Your goal
Add 23 to each coordinate in the answers and write out every line, requests included, from the start of the entries through the line containing "point(507, 203)". Leave the numbers in the requests and their format samples unchanged, and omit the pictures.

(Image location labeling entries)
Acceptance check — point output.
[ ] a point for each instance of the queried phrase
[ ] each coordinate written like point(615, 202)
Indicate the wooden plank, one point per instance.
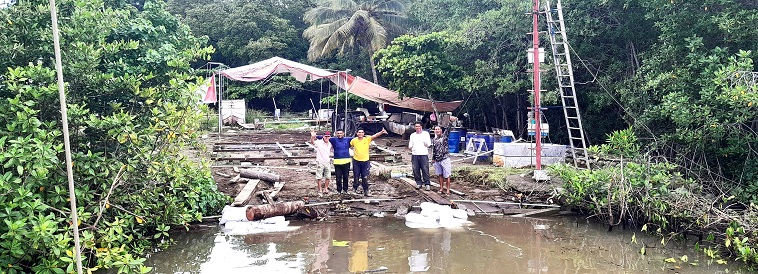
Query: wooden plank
point(246, 192)
point(432, 195)
point(277, 187)
point(537, 212)
point(384, 168)
point(507, 203)
point(393, 153)
point(373, 156)
point(285, 151)
point(310, 145)
point(512, 211)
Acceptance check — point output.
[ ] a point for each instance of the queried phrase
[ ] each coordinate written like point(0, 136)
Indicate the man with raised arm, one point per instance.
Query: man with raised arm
point(342, 159)
point(361, 162)
point(419, 144)
point(323, 163)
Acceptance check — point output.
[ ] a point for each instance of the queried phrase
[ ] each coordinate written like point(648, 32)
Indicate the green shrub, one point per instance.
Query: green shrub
point(131, 110)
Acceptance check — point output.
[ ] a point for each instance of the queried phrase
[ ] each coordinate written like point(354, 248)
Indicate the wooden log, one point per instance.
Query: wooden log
point(255, 174)
point(432, 195)
point(505, 203)
point(538, 212)
point(258, 212)
point(379, 169)
point(246, 192)
point(284, 150)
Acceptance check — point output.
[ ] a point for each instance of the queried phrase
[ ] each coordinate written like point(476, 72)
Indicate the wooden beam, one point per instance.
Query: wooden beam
point(506, 203)
point(373, 157)
point(385, 168)
point(432, 195)
point(285, 151)
point(393, 153)
point(246, 192)
point(536, 212)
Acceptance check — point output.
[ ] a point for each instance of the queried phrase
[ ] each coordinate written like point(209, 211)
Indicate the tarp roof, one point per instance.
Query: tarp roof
point(353, 84)
point(274, 65)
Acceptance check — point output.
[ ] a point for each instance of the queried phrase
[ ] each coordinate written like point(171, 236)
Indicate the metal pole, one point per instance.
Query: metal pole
point(220, 97)
point(344, 125)
point(66, 142)
point(536, 68)
point(335, 115)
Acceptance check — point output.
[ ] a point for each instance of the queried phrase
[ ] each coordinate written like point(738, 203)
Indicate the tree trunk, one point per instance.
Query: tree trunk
point(434, 107)
point(253, 174)
point(373, 66)
point(257, 212)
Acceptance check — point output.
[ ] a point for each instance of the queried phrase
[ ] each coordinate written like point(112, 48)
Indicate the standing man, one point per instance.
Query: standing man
point(342, 159)
point(323, 164)
point(419, 143)
point(361, 164)
point(441, 159)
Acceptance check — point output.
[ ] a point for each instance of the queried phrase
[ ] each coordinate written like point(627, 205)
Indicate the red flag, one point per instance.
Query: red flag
point(210, 90)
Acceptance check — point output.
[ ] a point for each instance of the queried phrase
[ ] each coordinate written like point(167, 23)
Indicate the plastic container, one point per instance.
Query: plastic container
point(453, 140)
point(507, 136)
point(469, 146)
point(489, 144)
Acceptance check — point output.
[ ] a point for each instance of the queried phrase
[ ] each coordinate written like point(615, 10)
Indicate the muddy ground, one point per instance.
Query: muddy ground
point(235, 150)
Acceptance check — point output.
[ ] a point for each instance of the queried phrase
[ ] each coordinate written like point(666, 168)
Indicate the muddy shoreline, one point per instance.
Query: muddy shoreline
point(497, 190)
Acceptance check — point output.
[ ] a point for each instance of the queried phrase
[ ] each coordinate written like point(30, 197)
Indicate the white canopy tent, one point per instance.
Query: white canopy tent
point(302, 72)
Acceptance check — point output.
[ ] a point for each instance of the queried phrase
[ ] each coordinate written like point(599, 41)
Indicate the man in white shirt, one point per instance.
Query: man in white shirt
point(323, 163)
point(419, 144)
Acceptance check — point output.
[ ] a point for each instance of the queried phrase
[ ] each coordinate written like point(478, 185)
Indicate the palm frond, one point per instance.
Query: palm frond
point(377, 35)
point(391, 6)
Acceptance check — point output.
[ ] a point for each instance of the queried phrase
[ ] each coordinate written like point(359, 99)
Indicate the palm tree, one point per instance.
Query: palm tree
point(344, 24)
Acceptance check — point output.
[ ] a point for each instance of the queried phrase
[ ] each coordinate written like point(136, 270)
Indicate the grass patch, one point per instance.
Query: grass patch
point(487, 176)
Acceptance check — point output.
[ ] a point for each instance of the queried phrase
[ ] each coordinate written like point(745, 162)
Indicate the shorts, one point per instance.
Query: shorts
point(323, 170)
point(443, 168)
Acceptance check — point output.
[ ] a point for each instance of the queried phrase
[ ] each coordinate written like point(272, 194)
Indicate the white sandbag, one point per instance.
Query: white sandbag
point(273, 224)
point(428, 206)
point(459, 214)
point(435, 216)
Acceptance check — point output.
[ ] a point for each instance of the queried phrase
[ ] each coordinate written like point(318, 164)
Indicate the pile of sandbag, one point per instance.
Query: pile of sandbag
point(236, 222)
point(434, 216)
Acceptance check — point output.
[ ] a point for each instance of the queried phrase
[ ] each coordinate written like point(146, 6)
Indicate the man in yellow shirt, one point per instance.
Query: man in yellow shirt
point(361, 163)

Complete output
Acceptance check — point output.
[ ] a point for each instance of the queried phrase
[ ] each coordinate written like point(615, 202)
Indicate the wooden plank, one point per instance.
Query: wooden plank
point(269, 215)
point(455, 218)
point(300, 210)
point(560, 235)
point(407, 191)
point(530, 226)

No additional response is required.